BRIEF:
Can you edit the passage on Sir John Bowles from "On May 8, 1597" to "it was weakened." so that "soldiers" replaces "troops"?

When Russell returned to Dublin the Star Chamber convened and they were in favour of making peace with Fiach because they were afraid he would get help from O’Neill, but Russell and his friends’ desire for the property of the Wicklow clans would not let them make any peace with Fiach. So he returned to the encampment; Sir John North and Sir John Bowles were with him. They brought two hundred men with them. They brought these soldiers with them for fear that O’Neill would succeed in sending help to Fiach Mac Hugh. Chichester and Lee went into the glen again on the 15th day of November and the viceroy himself went in on the North side. But they had to return out of this because of the heavy rain. The lord viceroy went to Baile an droichead [Place unknown – possibly Bridgeland which was part of Farnees, but geography suggests some bridging point in west Wicklow?] and from there to Naas and then back to Dublin. He failed for the third time to defeat the Wicklow clans and take their lands from them and catch Fiach.
On May 8, 1597 Fiach was finally captured and slain by Russell’s men.  The troops in Wicklow were then available for other assignments.  From Russell's Journal, on Nov. 23, 1597 "The following companies sent to their places of garrison: Sir John Bowles‘s to Carickfergus".  That was the only English base in northern Ireland at that time. The fort had been attacked by the Macdonnells on Nov. 4 and since the O'Neills were also active in that area they were expected to attack again while it was weakened.
It was most likely during this period, between early 1598 and May 1600 that Sir John served as the Governor of Kinsale.  Pretty much all the rest of his career is accounted for and we do know that Sir John was in charge of a regiment of foot in Munster province in 1599 according to the Army In Ireland List of April, 28, 1599. ref   Burke’s ‘Genealogical and Heraldic History of the Commoners of Great Britain and Ireland, Vol 2, 1835’ states that “Sir John Bolle ... distinguished himself at the Seige of Cadiz in 1596 and was afterwards governor of Kinsale”.  Another reference for that comes later when Sir John was on leave in England and learned that the Spanish had landed at Kinsale in October 1601.  Sir John wrote to Cecil about “the Spaniards' arrival in a place in Munster where I once commanded” which would be a reference to Kinsale.

INFORMATION SUPPLIED:
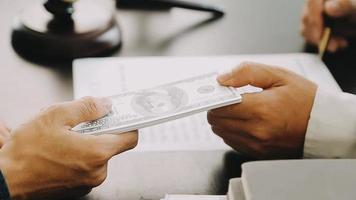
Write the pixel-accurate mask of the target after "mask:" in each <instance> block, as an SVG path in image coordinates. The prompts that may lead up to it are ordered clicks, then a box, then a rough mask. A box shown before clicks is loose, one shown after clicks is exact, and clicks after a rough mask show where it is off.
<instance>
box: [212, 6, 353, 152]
mask: <svg viewBox="0 0 356 200" xmlns="http://www.w3.org/2000/svg"><path fill="white" fill-rule="evenodd" d="M324 13H325V15H328V16H329V17H330V18H342V19H343V20H344V22H345V23H346V24H349V26H346V27H349V29H345V28H344V27H345V23H343V26H338V25H337V24H335V27H333V28H334V29H333V30H334V33H336V35H333V37H332V38H331V41H330V44H329V46H328V50H329V51H331V52H335V51H337V50H340V49H343V48H346V47H347V46H348V45H349V42H348V40H347V39H348V37H349V36H350V34H352V33H353V31H352V27H356V26H354V25H355V23H352V21H353V19H354V18H355V16H356V0H327V1H325V0H308V1H307V3H306V6H305V9H304V13H303V17H302V35H303V36H304V37H305V39H306V40H307V41H308V42H309V43H312V44H318V43H319V41H320V39H321V37H322V32H323V29H324V25H323V14H324ZM339 27H343V28H340V29H339ZM350 67H351V66H350ZM218 81H219V82H220V84H222V85H226V86H233V87H240V86H244V85H246V84H251V85H254V86H257V87H261V88H263V89H264V91H263V92H262V93H256V94H245V95H243V101H242V103H241V104H237V105H232V106H228V107H224V108H219V109H215V110H211V111H209V112H208V121H209V123H210V124H211V126H212V130H213V131H214V133H216V134H217V135H219V136H221V137H222V138H223V139H224V141H225V142H226V143H227V144H228V145H230V146H231V147H233V148H234V149H236V150H237V151H239V152H241V153H245V154H248V155H250V156H253V157H256V158H262V159H274V158H277V159H280V158H301V157H306V158H356V96H355V95H352V94H347V93H330V92H328V91H327V90H322V89H320V88H318V86H317V85H316V84H315V83H313V82H311V81H309V80H307V79H305V78H303V77H301V76H299V75H297V74H295V73H293V72H290V71H287V70H284V69H282V68H278V67H274V66H266V65H263V64H258V63H242V64H241V65H240V66H239V67H237V68H235V69H234V70H232V71H231V72H228V73H226V74H223V75H221V76H220V77H218Z"/></svg>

RESULT OF THIS EXERCISE:
On May 8, 1597 Fiach was finally captured and slain by Russell’s men.  The soldiers in Wicklow were then available for other assignments.  From Russell's Journal, on Nov. 23, 1597 "The following companies sent to their places of garrison: Sir John Bowles‘s to Carickfergus".  That was the only English base in northern Ireland at that time. The fort had been attacked by the Macdonnells on Nov. 4 and since the O'Neills were also active in that area they were expected to attack again while it was weakened.